[Saved entries]
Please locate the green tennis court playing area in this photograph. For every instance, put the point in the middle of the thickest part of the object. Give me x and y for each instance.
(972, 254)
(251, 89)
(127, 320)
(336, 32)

- **Action item**: Set down the records again in full. Match them exactly.

- **Task response**:
Please locate the green tennis court playing area in this photograph. For every instance, put the point in the middle of the thickest part of the object. Give me x and y for each instance.
(972, 254)
(251, 89)
(127, 320)
(336, 32)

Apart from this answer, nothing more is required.